▶ [Your instructions]: Arrange every line of the records below as a Markdown table with the columns Row and Line, numbering each row and omitting blank lines.

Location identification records
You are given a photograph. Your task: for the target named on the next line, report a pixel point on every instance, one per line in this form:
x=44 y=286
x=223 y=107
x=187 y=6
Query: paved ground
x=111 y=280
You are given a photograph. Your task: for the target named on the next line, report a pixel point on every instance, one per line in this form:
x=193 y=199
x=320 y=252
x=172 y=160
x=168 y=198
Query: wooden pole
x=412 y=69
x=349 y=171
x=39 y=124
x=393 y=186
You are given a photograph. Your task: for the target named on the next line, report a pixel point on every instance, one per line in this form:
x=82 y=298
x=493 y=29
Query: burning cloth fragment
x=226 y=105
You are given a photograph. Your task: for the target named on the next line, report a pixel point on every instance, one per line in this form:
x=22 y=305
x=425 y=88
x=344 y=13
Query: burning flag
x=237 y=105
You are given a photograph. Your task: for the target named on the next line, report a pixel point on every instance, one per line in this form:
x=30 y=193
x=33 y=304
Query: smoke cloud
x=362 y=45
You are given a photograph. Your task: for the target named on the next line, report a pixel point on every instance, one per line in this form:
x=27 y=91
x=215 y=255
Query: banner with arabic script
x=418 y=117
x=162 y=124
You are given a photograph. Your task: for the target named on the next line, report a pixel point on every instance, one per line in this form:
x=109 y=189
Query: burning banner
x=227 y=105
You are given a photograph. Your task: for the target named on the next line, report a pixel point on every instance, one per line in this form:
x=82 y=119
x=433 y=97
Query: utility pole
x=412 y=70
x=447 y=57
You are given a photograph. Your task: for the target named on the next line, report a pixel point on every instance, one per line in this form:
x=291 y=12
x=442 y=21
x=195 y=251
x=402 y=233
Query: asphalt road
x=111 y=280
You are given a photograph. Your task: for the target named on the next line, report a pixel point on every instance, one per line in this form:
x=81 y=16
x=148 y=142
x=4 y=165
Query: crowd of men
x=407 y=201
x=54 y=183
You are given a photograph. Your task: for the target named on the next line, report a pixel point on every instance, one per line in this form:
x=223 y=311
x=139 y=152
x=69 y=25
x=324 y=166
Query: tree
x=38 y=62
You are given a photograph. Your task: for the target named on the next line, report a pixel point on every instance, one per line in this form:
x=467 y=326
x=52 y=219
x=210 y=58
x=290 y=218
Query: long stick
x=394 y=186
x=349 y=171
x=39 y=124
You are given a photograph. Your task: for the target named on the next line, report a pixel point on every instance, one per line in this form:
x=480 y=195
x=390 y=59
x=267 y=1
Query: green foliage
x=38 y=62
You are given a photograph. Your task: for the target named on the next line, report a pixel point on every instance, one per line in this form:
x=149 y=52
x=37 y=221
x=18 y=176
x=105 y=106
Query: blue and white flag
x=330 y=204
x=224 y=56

▶ [Final answer]:
| Row | Line |
|---|---|
| 1 | You are given a photograph. Your task: for the target named on the next line, report a pixel point on every instance, one per line in this form: |
| 2 | x=44 y=286 |
| 3 | x=223 y=107 |
| 4 | x=187 y=6 |
| 5 | Query: paved ground |
| 6 | x=111 y=280 |
| 7 | You are given a photograph. Your task: for the target named on the next line, report a pixel point on every instance, one per line in this form: |
| 8 | x=193 y=199 |
| 9 | x=320 y=252 |
| 10 | x=172 y=160 |
| 11 | x=168 y=198 |
| 12 | Query: wooden pole |
| 13 | x=412 y=69 |
| 14 | x=349 y=171 |
| 15 | x=39 y=124 |
| 16 | x=393 y=186 |
| 17 | You are given a photograph. Your task: for the target named on the next line, report a pixel point on every instance, one per line in this form: |
| 18 | x=82 y=298 |
| 19 | x=493 y=29 |
| 20 | Query: burning cloth fragment |
| 21 | x=226 y=105 |
| 22 | You are given a photograph. Your task: for the target named on the next line, report a pixel point on every instance, one per line in this form: |
| 23 | x=22 y=305 |
| 24 | x=425 y=88 |
| 25 | x=344 y=13 |
| 26 | Query: burning flag |
| 27 | x=237 y=105 |
| 28 | You are given a photograph. Your task: for the target named on the next line, report a pixel point on every instance, one per line in this form: |
| 29 | x=30 y=193 |
| 30 | x=33 y=304 |
| 31 | Query: smoke cloud |
| 32 | x=362 y=45 |
| 33 | You are given a photograph. Your task: for the target named on the next line, report a pixel point on every instance, one per line in this form: |
| 34 | x=27 y=91 |
| 35 | x=215 y=255 |
| 36 | Query: banner with arabic script |
| 37 | x=418 y=117 |
| 38 | x=162 y=124 |
| 39 | You are given a photograph. Your task: for the target named on the next line, report a pixel point on every instance, one per line in this form: |
| 40 | x=109 y=189 |
| 41 | Query: burning banner |
| 42 | x=227 y=105 |
| 43 | You are given a photograph. Your task: for the target named on the next line, report a pixel point on every instance, one per line in this form: |
| 44 | x=82 y=119 |
| 45 | x=433 y=97 |
| 46 | Query: utility pole |
| 47 | x=412 y=70 |
| 48 | x=447 y=57 |
| 49 | You are given a photograph. Your task: for the target named on the next line, report a pixel point on every instance, one per line in this form: |
| 50 | x=291 y=12 |
| 51 | x=442 y=21 |
| 52 | x=195 y=251 |
| 53 | x=402 y=233 |
| 54 | Query: asphalt road |
| 55 | x=111 y=280 |
| 56 | You are given a photograph. Your task: for the target named on the next line, report a pixel point on every instance, one per line in this form: |
| 57 | x=81 y=16 |
| 58 | x=148 y=142 |
| 59 | x=4 y=165 |
| 60 | Query: crowd of men |
| 61 | x=407 y=201 |
| 62 | x=54 y=183 |
| 63 | You are given a photograph. Your task: for the target named on the next line, report a pixel point on every instance, one per line in this form: |
| 64 | x=223 y=311 |
| 65 | x=139 y=152 |
| 66 | x=69 y=25 |
| 67 | x=324 y=166 |
| 68 | Query: tree |
| 69 | x=38 y=62 |
| 70 | You are given a photograph. Your task: for the target named on the next line, report a pixel point on every instance, one per line in this form: |
| 71 | x=467 y=326 |
| 72 | x=52 y=219 |
| 73 | x=210 y=58 |
| 74 | x=290 y=218 |
| 75 | Query: long stick |
| 76 | x=394 y=186 |
| 77 | x=349 y=171 |
| 78 | x=39 y=124 |
| 79 | You are given a photograph. Your task: for the target named on the next line, report a pixel point on every instance, one per line in this form: |
| 80 | x=480 y=195 |
| 81 | x=390 y=59 |
| 82 | x=267 y=1 |
| 83 | Query: green foliage |
| 84 | x=38 y=62 |
| 85 | You are given a photograph. Your task: for the target named on the next line, report a pixel point on every instance, one per line in this form: |
| 86 | x=149 y=52 |
| 87 | x=37 y=221 |
| 88 | x=18 y=176 |
| 89 | x=105 y=106 |
| 90 | Query: blue and white flag |
| 91 | x=330 y=204 |
| 92 | x=224 y=56 |